**PASSAGE PROVIDED**.
-------------------------

Our architectural diagram now looks like this:

architectural digram

We are publishing to the site.added topic but we are not yet subscribing to it from the monitor service, so let’s fix that now.

Adding the subscriber

So, let’s open the monitor service.

import { api } from "encore.dev/api";
import { SQLDatabase } from "encore.dev/storage/sqldb";
import { Site } from "../site/site";
import { ping } from "./ping";
import { site, slack } from "~encore/clients";
import { CronJob } from "encore.dev/cron"; // Check checks a single site.

// Check checks a single site.
export const check = api(
  { expose: true, method: "POST", path: "/check/:siteID" },
  async (p: { siteID: number }): Promise<{ up: boolean }> => {
    const s = await site.get({ id: p.siteID });
    return doCheck(s);
  },
);

// CheckAll checks all sites.
export const checkAll = api(
  { expose: true, method: "POST", path: "/check-all" },
  async (): Promise<void> => {
    const sites = await site.list();
    await Promise.all(sites.sites.map(doCheck));
  },
);

async function doCheck(site: Site): Promise<{ up: boolean }> {
  const { up } = await ping({ url: site.url });

  const wasUp = await getPreviousMeasurement(site.id);
  if (up !== wasUp) {
    const text = `*${site.url} is ${up ? "back up." : "down!"}*`;
    await slack.notify({ text });
  }

  await MonitorDB.exec`
      INSERT INTO checks (site_id, up, checked_at)

-------------------------

**SUPPLIED MATERIAL**.
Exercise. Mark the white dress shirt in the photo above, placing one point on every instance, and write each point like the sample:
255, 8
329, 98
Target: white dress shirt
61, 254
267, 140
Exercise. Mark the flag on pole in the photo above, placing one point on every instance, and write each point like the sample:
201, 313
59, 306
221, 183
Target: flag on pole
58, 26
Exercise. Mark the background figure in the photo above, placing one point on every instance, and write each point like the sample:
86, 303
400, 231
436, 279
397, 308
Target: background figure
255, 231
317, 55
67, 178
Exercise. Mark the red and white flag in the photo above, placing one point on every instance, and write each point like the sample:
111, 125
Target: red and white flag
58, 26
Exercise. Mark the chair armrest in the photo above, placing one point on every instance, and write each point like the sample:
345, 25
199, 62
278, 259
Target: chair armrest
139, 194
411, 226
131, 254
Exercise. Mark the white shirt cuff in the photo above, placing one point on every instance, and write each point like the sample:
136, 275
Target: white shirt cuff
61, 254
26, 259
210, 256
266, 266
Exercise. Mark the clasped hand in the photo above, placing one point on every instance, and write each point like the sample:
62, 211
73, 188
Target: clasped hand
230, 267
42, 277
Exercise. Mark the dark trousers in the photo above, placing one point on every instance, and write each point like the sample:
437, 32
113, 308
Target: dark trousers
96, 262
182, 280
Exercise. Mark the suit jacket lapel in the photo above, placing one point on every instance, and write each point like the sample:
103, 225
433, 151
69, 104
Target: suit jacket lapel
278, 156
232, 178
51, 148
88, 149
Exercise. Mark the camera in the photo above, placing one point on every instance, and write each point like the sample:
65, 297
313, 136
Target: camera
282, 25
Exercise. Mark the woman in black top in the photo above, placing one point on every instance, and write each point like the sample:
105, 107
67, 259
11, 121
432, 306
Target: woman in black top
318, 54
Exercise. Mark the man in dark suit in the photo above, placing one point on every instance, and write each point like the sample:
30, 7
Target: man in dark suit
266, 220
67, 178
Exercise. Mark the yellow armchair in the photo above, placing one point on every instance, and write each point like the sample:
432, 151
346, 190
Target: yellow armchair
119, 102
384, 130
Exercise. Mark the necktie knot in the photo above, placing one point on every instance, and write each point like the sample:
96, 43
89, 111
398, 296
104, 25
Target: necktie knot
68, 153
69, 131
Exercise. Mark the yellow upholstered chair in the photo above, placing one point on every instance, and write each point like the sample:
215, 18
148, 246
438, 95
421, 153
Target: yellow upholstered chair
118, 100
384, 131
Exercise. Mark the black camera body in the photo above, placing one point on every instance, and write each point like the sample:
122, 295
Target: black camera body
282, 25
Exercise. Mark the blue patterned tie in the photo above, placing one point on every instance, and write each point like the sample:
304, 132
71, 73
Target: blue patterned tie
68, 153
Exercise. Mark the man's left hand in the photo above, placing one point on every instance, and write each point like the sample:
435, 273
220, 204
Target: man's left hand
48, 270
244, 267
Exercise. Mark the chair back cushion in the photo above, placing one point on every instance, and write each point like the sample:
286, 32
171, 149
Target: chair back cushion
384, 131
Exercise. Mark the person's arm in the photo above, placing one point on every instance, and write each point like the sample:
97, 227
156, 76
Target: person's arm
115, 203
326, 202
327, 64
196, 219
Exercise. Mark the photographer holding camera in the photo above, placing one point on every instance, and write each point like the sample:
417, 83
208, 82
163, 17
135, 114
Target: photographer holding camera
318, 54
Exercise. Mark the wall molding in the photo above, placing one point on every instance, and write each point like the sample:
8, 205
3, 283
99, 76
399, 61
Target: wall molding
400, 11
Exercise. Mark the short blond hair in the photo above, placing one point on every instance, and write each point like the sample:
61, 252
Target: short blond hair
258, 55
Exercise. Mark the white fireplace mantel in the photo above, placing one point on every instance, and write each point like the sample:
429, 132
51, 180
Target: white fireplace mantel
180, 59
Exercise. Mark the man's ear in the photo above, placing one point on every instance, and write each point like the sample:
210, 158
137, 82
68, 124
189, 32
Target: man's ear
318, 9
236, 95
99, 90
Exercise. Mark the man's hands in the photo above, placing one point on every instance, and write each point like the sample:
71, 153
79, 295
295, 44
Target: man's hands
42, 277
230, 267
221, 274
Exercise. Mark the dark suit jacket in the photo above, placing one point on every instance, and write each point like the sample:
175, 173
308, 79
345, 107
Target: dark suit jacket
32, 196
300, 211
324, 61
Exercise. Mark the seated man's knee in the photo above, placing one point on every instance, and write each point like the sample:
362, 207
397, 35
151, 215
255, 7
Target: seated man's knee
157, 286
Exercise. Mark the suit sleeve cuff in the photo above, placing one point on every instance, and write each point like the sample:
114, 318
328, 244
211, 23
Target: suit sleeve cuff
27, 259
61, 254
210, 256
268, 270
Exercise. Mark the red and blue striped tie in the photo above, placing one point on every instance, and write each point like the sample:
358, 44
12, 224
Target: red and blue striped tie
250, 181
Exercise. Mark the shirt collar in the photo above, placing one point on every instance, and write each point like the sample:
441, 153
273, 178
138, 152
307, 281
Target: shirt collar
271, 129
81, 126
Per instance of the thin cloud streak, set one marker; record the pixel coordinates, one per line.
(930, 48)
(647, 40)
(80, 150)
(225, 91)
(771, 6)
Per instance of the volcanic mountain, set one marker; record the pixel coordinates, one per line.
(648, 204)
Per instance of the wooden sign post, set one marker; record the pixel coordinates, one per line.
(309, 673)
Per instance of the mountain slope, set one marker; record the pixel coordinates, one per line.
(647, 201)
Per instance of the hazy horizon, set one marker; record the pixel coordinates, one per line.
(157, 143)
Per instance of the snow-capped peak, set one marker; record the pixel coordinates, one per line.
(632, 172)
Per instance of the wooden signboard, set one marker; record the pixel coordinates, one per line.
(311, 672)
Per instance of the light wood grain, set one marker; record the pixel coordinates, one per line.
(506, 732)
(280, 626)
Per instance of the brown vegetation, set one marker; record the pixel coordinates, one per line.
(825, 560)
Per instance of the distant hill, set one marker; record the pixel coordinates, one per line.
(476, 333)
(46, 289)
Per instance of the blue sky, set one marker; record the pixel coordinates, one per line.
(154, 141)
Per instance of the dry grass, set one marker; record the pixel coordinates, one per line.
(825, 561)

-------------------------

**WHAT YOU WILL DO**.
• a. Answer these questions about the monitor service tutorial excerpt, one answer per line, marked the same way:
(i) Which topic is being published to but not yet subscribed to from the monitor service?
(ii) What path does the checkAll endpoint use?
(iii) Which call sends the message when a site's up status differs from the previous measurement?
• b. Please retype the records, starting at the line that contains "Per instance of the hazy" and continuing through the last line of the records.

**OUTPUTS**.
• a.
(i) site.added
(ii) /check-all
(iii) slack.notify({ text })

• b.
Per instance of the hazy horizon, set one marker; record the pixel coordinates, one per line.
(157, 143)
Per instance of the snow-capped peak, set one marker; record the pixel coordinates, one per line.
(632, 172)
Per instance of the wooden signboard, set one marker; record the pixel coordinates, one per line.
(311, 672)
Per instance of the light wood grain, set one marker; record the pixel coordinates, one per line.
(506, 732)
(280, 626)
Per instance of the brown vegetation, set one marker; record the pixel coordinates, one per line.
(825, 560)
Per instance of the distant hill, set one marker; record the pixel coordinates, one per line.
(476, 333)
(46, 289)
Per instance of the blue sky, set one marker; record the pixel coordinates, one per line.
(154, 141)
Per instance of the dry grass, set one marker; record the pixel coordinates, one per line.
(825, 561)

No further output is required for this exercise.